*Aufgabenstellung*. In welchem Jahr erschien laut dem Dokumenttext das Kochbuch „Le Cuisinier François“?

*Dokumenttext*.

┏━━

Epigramm vom Kalbsschwanz

Epigramm vom Kalbsschwanz 2013 05 21_0325

Je länger der Spätwinter andauert, desto more Schmor wird hier gekocht. 1651 erschien das Kochbuch “Le Cuisinier François” von François-Pierre de La Varenne. Eines der  Kochbücher, die den Aufstieg der französischen Kochkunst begründeten. Darin steht ein Gericht mit dem Namen:  Jarret de veau à l’épigramme. Epigramme waren bei den alten Griechen Aufschriften an einem Grabmal, einem Kunstwerk oder ähnlichem, um die Bedeutung des Gegenstandes zu erläutern. Im 17./18. Jahrhundert sind daraus kurze, poetische Gedichte geworden, die in knappster Fassung den Gefühlen und Gedanken Raum geben und auf eine Pointe -teils auch pikanten Inhalts- endeten.

┗━━

*Bereitgestellte Daten*.
┏━━

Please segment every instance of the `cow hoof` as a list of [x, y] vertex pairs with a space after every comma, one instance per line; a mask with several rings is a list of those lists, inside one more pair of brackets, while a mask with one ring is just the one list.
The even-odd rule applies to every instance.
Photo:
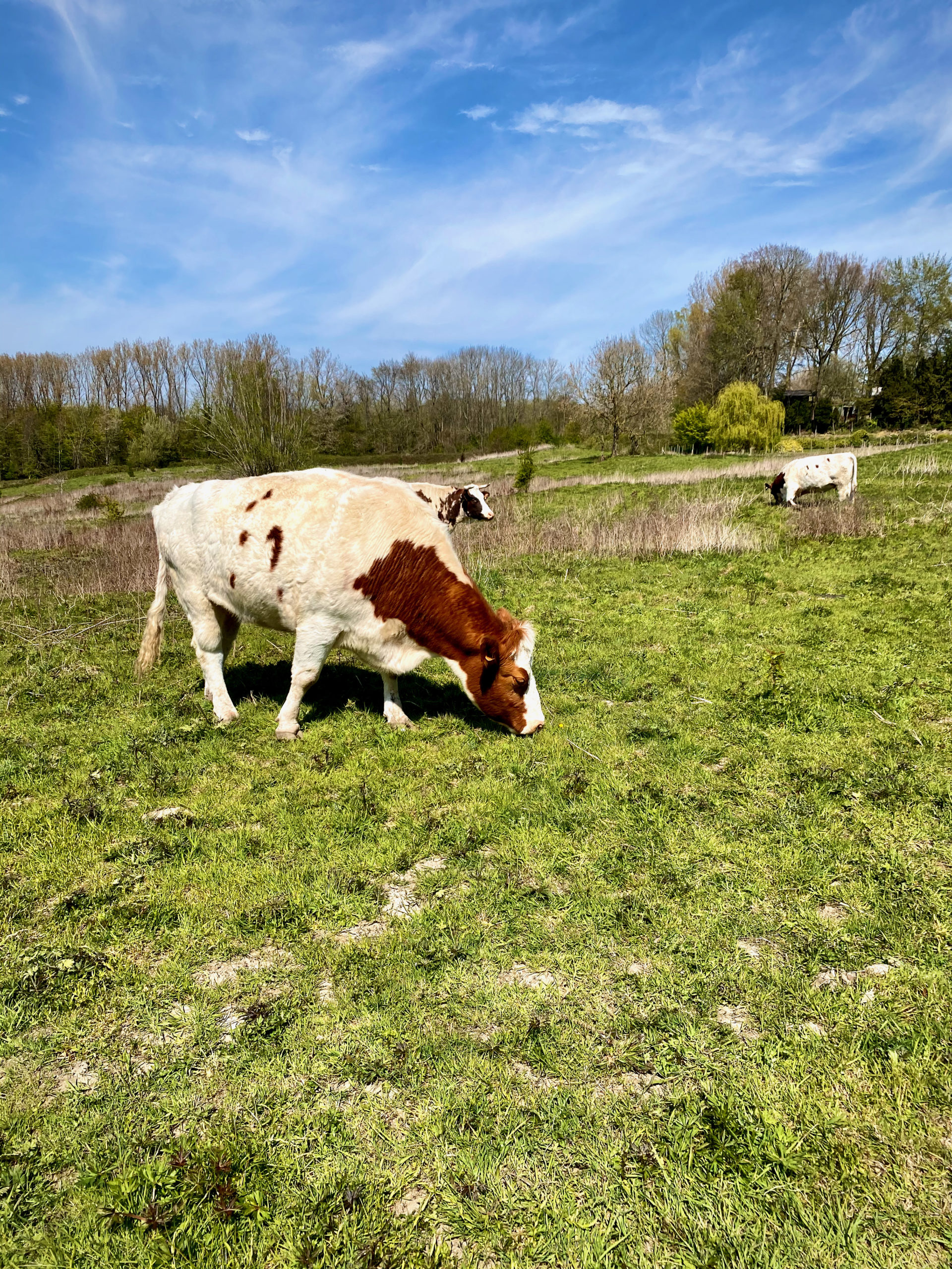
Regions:
[[387, 706], [383, 717], [395, 731], [416, 731], [416, 723], [406, 717], [400, 706]]

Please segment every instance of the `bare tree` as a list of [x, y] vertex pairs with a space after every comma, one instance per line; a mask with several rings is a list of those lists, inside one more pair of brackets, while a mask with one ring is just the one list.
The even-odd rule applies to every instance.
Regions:
[[881, 367], [902, 346], [905, 324], [901, 261], [876, 260], [866, 272], [858, 322], [867, 395], [872, 392]]
[[650, 377], [650, 360], [635, 335], [603, 339], [579, 367], [581, 400], [602, 431], [612, 437], [612, 458], [619, 438], [642, 423], [644, 388]]
[[[821, 251], [814, 261], [803, 319], [805, 352], [814, 368], [816, 397], [830, 359], [849, 350], [863, 305], [866, 269], [857, 255]], [[816, 400], [811, 423], [816, 418]]]

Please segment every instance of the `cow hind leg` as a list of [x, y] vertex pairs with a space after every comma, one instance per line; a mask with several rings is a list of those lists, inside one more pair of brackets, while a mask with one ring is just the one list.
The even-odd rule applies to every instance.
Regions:
[[406, 727], [415, 727], [416, 723], [411, 722], [404, 713], [404, 703], [400, 699], [400, 687], [396, 675], [381, 670], [381, 679], [383, 679], [383, 717], [397, 731], [404, 731]]
[[240, 622], [234, 613], [184, 588], [179, 603], [192, 624], [192, 647], [204, 674], [206, 699], [212, 702], [218, 722], [234, 722], [237, 709], [225, 687], [225, 657], [235, 642]]
[[336, 637], [338, 631], [330, 631], [326, 626], [298, 626], [294, 659], [291, 662], [291, 690], [278, 714], [278, 740], [297, 740], [301, 735], [297, 721], [301, 702], [311, 684], [317, 681]]

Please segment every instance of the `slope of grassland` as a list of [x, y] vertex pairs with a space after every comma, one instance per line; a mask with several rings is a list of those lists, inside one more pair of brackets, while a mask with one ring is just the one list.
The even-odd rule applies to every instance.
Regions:
[[256, 629], [215, 727], [174, 604], [140, 687], [147, 596], [56, 602], [30, 556], [0, 1261], [944, 1263], [947, 456], [864, 459], [850, 523], [734, 478], [759, 548], [726, 553], [569, 548], [678, 492], [504, 499], [458, 541], [538, 627], [529, 741], [435, 661], [393, 733], [335, 655], [278, 745], [291, 641]]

┗━━

*Vollständige Antwort*. Im Jahr 1651.